### [Work to complete]
Rescale the stretch from the line containing "stone step, I" through the end of the listing, reproducing every line, requests included, with each polygon vertex coordinate in the answers multiplied by 2 and rounded to a whole number, halves up. Leave the requests and their format samples unchanged, and return only this stretch.

### [Input data]
= = = = = = =

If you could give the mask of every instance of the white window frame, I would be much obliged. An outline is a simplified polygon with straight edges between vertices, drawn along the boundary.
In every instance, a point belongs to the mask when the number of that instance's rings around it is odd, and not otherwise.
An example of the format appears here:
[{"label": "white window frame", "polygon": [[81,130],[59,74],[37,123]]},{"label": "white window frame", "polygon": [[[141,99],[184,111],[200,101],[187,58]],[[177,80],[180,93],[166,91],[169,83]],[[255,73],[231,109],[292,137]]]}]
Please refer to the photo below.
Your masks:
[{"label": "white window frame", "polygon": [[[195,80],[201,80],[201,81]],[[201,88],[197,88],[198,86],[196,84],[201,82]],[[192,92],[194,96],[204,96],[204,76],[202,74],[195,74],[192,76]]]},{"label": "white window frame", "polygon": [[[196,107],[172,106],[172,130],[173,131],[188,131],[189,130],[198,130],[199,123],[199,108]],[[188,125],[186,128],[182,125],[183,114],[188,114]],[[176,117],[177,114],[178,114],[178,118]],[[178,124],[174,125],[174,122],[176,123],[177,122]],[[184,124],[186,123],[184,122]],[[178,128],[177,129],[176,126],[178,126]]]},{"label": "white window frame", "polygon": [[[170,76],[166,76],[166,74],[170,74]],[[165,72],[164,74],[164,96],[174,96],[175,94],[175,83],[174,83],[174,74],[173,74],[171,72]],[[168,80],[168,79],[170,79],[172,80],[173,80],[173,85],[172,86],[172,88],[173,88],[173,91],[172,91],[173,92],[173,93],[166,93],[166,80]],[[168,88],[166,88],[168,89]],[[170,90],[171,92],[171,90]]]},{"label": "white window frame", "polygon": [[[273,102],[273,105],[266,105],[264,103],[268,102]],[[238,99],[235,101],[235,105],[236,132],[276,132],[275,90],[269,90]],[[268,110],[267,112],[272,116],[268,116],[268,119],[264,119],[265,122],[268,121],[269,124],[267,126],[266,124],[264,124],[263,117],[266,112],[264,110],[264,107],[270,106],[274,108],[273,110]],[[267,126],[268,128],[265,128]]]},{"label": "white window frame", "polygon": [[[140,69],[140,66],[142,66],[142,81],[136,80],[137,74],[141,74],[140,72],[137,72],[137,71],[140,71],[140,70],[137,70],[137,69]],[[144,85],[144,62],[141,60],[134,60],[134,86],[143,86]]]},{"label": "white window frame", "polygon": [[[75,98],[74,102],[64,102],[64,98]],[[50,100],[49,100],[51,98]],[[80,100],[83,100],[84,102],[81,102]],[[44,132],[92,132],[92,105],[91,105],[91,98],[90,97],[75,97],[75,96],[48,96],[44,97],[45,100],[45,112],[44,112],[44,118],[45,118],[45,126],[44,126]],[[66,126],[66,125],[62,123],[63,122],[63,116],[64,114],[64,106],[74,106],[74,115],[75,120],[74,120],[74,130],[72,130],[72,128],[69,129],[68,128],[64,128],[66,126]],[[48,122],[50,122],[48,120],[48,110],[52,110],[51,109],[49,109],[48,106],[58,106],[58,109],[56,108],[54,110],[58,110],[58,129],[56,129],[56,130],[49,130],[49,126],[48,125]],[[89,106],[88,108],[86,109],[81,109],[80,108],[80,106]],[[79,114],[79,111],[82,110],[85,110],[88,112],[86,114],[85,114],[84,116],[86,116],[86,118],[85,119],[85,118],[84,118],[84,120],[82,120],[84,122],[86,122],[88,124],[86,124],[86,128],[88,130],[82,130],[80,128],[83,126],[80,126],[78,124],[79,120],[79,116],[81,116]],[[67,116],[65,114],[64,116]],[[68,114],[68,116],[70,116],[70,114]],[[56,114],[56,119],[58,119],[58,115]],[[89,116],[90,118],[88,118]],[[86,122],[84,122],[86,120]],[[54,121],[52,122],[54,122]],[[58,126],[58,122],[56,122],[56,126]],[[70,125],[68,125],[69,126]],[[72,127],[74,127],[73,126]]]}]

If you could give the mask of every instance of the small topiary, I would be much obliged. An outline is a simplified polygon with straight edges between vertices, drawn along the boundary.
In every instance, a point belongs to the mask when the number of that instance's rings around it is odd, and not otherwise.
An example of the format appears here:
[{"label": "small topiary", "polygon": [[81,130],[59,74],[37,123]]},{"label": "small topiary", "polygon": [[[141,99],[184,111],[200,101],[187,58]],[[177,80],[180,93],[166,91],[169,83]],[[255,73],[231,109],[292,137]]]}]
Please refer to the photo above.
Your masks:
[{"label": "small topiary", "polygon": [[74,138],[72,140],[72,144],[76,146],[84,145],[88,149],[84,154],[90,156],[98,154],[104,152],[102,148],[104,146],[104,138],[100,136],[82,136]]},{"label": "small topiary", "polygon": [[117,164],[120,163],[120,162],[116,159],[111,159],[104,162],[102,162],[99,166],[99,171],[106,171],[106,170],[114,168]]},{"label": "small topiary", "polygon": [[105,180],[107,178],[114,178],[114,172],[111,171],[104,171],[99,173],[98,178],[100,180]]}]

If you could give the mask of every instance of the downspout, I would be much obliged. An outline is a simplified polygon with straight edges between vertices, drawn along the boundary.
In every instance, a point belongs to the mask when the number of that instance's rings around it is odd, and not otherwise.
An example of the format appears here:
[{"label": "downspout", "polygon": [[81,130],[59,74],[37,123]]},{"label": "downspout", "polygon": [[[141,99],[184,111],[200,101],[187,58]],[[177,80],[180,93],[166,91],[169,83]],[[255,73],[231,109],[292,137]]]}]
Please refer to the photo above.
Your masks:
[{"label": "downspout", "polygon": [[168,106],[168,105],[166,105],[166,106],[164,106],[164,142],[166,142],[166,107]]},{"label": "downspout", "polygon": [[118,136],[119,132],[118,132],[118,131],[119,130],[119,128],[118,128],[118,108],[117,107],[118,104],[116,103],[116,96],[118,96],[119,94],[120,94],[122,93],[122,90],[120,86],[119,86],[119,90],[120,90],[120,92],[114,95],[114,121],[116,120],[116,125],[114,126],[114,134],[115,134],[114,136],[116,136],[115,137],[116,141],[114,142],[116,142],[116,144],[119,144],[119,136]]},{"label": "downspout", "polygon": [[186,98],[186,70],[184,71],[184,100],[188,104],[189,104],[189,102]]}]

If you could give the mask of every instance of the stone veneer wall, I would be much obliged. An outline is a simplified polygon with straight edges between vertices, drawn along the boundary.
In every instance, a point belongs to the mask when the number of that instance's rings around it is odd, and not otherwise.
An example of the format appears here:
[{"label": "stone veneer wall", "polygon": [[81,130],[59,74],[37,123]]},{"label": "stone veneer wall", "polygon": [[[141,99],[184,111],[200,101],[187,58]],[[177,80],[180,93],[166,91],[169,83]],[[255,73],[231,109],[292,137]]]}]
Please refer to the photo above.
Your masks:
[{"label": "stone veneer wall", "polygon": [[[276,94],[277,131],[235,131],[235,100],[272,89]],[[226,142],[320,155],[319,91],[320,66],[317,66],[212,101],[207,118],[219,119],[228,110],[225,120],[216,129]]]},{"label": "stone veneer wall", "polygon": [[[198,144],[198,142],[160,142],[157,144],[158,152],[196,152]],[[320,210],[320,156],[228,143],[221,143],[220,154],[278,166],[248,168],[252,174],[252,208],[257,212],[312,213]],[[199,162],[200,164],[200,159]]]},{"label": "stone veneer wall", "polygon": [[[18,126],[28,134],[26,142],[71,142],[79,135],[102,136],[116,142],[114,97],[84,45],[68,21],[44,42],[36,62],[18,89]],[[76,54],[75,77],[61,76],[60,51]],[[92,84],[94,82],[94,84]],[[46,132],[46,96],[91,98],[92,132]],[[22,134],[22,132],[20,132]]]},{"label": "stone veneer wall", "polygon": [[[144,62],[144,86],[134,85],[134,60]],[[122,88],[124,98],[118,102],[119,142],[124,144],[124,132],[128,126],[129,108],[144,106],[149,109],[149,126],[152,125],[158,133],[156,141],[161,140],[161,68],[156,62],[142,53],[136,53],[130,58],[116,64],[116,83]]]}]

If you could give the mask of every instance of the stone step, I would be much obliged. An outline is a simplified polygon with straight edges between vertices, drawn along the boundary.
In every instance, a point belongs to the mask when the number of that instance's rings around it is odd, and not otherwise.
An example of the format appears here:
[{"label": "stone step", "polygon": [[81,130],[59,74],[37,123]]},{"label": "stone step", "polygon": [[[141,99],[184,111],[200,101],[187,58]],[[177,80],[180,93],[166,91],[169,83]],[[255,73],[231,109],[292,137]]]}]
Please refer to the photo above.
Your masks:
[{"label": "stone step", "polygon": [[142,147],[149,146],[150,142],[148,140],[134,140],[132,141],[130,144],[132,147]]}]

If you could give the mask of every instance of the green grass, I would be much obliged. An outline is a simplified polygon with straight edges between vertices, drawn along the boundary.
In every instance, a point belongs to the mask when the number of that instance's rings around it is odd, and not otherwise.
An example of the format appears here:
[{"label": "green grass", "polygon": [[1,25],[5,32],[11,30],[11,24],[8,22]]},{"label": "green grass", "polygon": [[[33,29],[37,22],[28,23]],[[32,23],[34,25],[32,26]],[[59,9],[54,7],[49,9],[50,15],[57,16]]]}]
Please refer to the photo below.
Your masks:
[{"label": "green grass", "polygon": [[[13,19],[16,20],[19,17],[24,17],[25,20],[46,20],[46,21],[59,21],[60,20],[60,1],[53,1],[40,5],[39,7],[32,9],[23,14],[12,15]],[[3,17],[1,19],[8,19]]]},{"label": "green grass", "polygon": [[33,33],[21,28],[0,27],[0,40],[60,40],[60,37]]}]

= = = = = = =

### [Completed exercise]
If you could give the mask of every instance of the stone step, I would be much obliged. An outline is a simplified polygon with straight edges between vertices, drawn along the boundary.
In every instance, a point belongs to the mask when the number of that instance's rings around it is odd, and not otherwise.
An example of the format appears here:
[{"label": "stone step", "polygon": [[81,130],[59,74],[37,123]]},{"label": "stone step", "polygon": [[[141,99],[184,111],[200,101],[187,58]],[[177,80],[180,93],[166,91],[169,83]],[[255,73],[231,109],[292,137]]]}]
Please refer to the photo above.
Your masks:
[{"label": "stone step", "polygon": [[284,294],[298,292],[300,284],[296,280],[268,280],[264,282],[260,288],[264,294]]}]

If you could give the mask of every instance of the green grass, I would be much obliged. An outline is a simplified polygon with straight edges between vertices, drawn along the boundary.
In every instance, a point belongs to the mask when the number of that instance's rings around it is odd, and not otherwise.
An example of the format appears here:
[{"label": "green grass", "polygon": [[1,25],[5,32],[11,30],[11,24],[8,22]]},{"label": "green grass", "polygon": [[[33,29],[37,22],[28,23]],[[32,23],[34,25],[32,26]],[[59,9],[54,7],[49,9],[50,15],[57,16]]]}]
Please refer to the photo below.
Your masks:
[{"label": "green grass", "polygon": [[[26,38],[32,40],[38,34],[48,34],[50,40],[92,40],[92,42],[118,42],[120,40],[120,2],[106,2],[80,10],[78,14],[64,18],[46,28],[24,30]],[[6,34],[2,38],[16,38]]]},{"label": "green grass", "polygon": [[66,66],[42,56],[0,54],[0,80],[120,80],[120,74]]}]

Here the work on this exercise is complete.